───── DATA TO USE
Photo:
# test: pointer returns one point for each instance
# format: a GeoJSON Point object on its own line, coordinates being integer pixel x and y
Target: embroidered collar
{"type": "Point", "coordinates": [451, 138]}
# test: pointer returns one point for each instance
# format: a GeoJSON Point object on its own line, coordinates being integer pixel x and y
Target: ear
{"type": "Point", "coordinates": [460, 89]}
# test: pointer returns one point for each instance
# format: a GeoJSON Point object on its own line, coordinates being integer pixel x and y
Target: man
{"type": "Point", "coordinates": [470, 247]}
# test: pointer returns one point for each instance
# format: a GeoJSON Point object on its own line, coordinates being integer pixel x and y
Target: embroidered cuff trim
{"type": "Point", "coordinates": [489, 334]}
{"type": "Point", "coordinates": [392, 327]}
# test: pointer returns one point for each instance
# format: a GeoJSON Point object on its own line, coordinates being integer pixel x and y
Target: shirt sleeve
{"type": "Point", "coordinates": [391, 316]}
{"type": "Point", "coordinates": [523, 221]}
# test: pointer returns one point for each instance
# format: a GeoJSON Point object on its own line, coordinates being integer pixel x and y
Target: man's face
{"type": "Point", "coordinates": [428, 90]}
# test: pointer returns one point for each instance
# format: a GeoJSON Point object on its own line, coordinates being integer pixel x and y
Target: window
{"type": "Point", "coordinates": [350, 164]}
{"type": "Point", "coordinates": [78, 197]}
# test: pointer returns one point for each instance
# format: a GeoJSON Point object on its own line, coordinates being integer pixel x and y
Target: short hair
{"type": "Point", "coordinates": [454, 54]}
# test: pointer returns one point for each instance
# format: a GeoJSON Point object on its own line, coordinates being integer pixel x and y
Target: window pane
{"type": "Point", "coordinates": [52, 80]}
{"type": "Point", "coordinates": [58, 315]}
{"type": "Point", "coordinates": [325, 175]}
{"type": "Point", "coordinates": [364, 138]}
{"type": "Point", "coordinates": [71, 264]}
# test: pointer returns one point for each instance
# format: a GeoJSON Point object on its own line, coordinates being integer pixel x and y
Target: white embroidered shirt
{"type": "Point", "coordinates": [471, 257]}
──────────
◆ INSTRUCTIONS FOR THE TASK ◆
Return all the data above once more, precisely as given.

◆ PROBLEM SOLUTION ◆
Photo:
# test: pointer returns one point for each instance
# format: a GeoJSON Point object on its own line, coordinates being integer pixel x and y
Target: embroidered collar
{"type": "Point", "coordinates": [451, 138]}
# test: pointer returns one point for each instance
# format: a GeoJSON Point object on its own line, coordinates being integer pixel x and y
Target: ear
{"type": "Point", "coordinates": [460, 89]}
# test: pointer returns one point for each instance
# format: a GeoJSON Point object on its own line, coordinates being integer pixel x and y
Target: man
{"type": "Point", "coordinates": [470, 247]}
# test: pointer returns one point for each instance
# format: a GeoJSON Point object on its own line, coordinates being integer pixel x and y
Target: embroidered cuff trim
{"type": "Point", "coordinates": [489, 334]}
{"type": "Point", "coordinates": [392, 327]}
# test: pointer returns one point for each instance
# format: a GeoJSON Point object on its own line, coordinates being integer pixel x and y
Target: shirt sleeve
{"type": "Point", "coordinates": [391, 316]}
{"type": "Point", "coordinates": [523, 221]}
# test: pointer returns one point for each instance
# format: a GeoJSON Point object on its own line, coordinates being integer pixel x and y
Target: man's face
{"type": "Point", "coordinates": [428, 90]}
# test: pointer returns one point for each instance
# format: a GeoJSON Point object on its own line, coordinates being integer pixel x and y
Target: window
{"type": "Point", "coordinates": [350, 164]}
{"type": "Point", "coordinates": [78, 197]}
# test: pointer returns one point for each instance
# format: a GeoJSON Point object on its own line, coordinates being integer pixel x and y
Target: short hair
{"type": "Point", "coordinates": [454, 54]}
# test: pointer returns one point for each instance
# format: a GeoJSON Point object on its own line, coordinates being integer pixel x and y
Target: window pane
{"type": "Point", "coordinates": [52, 80]}
{"type": "Point", "coordinates": [58, 315]}
{"type": "Point", "coordinates": [325, 175]}
{"type": "Point", "coordinates": [364, 138]}
{"type": "Point", "coordinates": [71, 264]}
# test: pointer returns one point for each instance
# format: a GeoJSON Point object on its own line, coordinates being integer pixel x and y
Target: white embroidered shirt
{"type": "Point", "coordinates": [471, 257]}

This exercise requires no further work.